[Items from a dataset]
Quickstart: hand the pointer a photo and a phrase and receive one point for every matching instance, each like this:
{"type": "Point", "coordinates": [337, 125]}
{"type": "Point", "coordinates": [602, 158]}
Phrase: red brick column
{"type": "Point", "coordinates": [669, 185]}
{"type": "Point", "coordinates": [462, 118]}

STATED EXERCISE:
Rewrite all the records with "Quickstart" renamed to "Getting started", keeping every other line unchanged.

THE REPLY:
Getting started: hand the pointer a photo and a phrase and receive one point for every matching instance, each like this:
{"type": "Point", "coordinates": [337, 125]}
{"type": "Point", "coordinates": [602, 158]}
Phrase: red brick column
{"type": "Point", "coordinates": [669, 185]}
{"type": "Point", "coordinates": [462, 118]}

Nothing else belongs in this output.